(Required work): Repeat exactly the lines from the line containing "Task: mark each instance of the person" to the last line of the listing, including both.

(Provided records):
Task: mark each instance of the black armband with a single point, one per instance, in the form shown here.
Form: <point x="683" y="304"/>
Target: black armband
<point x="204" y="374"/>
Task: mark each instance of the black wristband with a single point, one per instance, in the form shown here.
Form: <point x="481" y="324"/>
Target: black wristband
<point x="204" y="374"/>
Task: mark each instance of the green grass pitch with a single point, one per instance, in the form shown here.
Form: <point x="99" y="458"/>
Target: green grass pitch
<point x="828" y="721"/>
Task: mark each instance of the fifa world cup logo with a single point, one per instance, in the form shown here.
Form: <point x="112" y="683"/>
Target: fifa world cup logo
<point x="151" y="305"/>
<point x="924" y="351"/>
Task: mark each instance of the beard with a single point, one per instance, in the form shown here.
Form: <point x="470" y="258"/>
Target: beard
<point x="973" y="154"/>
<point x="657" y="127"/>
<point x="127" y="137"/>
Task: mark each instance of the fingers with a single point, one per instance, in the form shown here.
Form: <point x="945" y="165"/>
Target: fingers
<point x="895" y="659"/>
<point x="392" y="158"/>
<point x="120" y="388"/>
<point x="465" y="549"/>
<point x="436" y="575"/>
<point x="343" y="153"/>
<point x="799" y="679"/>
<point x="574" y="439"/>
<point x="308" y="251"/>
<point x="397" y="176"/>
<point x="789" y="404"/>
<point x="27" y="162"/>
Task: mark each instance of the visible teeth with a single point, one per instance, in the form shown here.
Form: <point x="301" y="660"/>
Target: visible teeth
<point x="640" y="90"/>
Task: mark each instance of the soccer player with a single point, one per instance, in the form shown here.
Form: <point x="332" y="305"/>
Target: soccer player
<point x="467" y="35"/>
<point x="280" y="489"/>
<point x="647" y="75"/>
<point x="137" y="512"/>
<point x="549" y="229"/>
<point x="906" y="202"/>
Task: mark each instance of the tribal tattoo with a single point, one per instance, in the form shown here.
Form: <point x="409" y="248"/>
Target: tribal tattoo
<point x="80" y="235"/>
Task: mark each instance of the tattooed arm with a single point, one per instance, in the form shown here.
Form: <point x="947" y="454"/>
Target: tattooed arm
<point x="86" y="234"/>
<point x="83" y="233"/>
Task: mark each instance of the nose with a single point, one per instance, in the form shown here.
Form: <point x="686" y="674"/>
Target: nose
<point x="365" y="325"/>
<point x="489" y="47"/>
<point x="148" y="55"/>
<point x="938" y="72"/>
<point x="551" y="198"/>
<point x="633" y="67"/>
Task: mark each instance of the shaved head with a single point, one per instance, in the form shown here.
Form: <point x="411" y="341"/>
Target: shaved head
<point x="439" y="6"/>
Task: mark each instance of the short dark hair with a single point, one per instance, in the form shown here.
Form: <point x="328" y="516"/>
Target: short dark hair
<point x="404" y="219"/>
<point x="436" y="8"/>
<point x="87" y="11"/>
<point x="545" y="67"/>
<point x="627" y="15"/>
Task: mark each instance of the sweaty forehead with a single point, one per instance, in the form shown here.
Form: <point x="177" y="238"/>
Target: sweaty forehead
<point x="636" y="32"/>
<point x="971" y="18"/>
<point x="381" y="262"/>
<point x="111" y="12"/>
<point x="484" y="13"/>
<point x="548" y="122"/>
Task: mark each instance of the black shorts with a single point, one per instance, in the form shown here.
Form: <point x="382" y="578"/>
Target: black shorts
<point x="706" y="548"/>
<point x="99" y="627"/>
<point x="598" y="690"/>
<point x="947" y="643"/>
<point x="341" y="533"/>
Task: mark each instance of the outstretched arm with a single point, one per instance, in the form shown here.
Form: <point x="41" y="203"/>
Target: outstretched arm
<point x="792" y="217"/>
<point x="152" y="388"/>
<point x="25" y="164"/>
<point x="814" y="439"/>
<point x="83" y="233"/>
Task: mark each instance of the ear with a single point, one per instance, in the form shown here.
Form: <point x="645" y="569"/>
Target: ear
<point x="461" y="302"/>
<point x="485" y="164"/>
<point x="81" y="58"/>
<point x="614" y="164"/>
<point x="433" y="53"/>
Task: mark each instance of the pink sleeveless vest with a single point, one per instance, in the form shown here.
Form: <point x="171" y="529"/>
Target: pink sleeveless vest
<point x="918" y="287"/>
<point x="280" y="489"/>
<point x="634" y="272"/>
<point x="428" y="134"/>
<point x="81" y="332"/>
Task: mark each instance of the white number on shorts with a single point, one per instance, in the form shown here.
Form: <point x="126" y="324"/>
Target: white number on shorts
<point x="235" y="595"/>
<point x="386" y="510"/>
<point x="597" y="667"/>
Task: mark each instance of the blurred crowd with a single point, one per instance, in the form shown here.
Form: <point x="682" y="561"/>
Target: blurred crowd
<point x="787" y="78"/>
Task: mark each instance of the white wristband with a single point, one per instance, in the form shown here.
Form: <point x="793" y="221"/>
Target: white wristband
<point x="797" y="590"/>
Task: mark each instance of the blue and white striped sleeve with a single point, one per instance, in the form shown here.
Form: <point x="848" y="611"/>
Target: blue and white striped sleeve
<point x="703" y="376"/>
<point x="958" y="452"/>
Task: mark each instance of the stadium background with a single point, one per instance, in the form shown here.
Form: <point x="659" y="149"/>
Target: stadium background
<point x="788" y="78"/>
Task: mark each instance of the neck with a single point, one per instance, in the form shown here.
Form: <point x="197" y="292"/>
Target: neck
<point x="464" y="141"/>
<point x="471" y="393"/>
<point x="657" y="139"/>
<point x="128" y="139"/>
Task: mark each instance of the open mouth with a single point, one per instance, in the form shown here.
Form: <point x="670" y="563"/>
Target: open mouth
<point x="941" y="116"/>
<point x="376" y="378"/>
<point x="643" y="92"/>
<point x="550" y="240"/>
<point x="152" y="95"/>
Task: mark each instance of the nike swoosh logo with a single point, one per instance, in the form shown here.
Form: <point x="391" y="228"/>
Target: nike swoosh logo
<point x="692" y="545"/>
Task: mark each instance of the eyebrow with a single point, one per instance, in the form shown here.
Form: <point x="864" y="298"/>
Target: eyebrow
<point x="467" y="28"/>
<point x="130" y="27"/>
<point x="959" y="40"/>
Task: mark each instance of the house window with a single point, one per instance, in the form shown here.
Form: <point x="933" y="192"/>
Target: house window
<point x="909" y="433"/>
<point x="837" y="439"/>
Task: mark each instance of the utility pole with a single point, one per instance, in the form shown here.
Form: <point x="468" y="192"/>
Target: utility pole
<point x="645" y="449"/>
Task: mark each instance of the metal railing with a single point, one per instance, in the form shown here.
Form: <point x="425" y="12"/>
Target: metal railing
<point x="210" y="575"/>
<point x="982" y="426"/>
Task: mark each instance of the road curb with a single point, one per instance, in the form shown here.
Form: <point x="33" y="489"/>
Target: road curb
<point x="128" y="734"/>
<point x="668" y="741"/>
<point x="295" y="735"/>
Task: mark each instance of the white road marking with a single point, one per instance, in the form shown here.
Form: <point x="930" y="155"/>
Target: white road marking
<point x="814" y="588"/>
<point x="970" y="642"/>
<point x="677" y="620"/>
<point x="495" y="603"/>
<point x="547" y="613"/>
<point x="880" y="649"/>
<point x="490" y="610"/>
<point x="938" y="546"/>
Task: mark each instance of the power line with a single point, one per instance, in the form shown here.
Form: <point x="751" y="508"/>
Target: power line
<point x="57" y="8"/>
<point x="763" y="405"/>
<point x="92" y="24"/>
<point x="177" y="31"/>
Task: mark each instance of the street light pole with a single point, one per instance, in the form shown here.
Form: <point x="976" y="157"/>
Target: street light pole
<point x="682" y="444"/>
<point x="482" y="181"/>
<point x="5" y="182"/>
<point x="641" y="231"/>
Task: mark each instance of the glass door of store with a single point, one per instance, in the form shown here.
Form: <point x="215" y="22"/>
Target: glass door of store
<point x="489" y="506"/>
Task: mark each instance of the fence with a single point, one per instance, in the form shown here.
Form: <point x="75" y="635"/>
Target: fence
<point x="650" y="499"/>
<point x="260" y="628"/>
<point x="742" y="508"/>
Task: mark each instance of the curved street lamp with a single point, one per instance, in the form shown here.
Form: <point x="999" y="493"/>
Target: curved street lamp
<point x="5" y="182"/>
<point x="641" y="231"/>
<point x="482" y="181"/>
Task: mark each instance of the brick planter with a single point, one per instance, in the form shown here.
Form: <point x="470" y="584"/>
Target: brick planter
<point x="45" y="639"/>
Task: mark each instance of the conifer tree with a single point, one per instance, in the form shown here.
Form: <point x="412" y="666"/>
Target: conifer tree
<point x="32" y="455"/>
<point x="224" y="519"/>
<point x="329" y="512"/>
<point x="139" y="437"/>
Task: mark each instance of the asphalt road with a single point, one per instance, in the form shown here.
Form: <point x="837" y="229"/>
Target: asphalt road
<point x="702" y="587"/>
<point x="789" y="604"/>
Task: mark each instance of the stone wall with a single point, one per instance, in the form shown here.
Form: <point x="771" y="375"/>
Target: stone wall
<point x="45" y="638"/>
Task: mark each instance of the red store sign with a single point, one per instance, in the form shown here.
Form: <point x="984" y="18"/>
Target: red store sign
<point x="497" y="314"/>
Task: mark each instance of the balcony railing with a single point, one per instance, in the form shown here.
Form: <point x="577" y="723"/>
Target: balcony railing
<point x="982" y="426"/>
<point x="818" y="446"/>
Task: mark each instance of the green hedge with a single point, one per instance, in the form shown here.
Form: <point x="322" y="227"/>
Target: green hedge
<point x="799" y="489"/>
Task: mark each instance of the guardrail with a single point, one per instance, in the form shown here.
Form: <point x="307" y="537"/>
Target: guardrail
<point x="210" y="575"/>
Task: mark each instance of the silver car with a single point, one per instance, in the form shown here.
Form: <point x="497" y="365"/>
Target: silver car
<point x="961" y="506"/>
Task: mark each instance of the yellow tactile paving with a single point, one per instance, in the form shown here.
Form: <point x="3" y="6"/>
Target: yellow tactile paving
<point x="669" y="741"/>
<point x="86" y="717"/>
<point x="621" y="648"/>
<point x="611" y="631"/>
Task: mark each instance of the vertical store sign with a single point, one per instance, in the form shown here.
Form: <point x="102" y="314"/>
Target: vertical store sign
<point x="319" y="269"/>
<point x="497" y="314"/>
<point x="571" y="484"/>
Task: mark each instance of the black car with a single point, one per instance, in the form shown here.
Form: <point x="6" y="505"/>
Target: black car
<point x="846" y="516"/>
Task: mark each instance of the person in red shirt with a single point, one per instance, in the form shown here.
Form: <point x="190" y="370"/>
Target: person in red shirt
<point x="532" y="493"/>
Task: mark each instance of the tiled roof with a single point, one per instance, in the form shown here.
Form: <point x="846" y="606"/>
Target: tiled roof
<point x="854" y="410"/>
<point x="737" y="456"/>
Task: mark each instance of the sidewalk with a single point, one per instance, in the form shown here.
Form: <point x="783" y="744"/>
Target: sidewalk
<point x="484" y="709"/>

(Exercise response):
Task: mark each instance of the person in red shirt with a single point, one per instance, in the form shown here.
Form: <point x="190" y="370"/>
Target: person in red shirt
<point x="532" y="493"/>
Task: mark each instance of the tiled roof with a single point, one per instance, in the form shown here.
Form: <point x="846" y="606"/>
Target: tiled roof
<point x="854" y="410"/>
<point x="737" y="456"/>
Task: mark each instance of the sidewalk with a single point, one per instance, in the form shown here.
Form: <point x="783" y="744"/>
Target: sidewalk
<point x="484" y="709"/>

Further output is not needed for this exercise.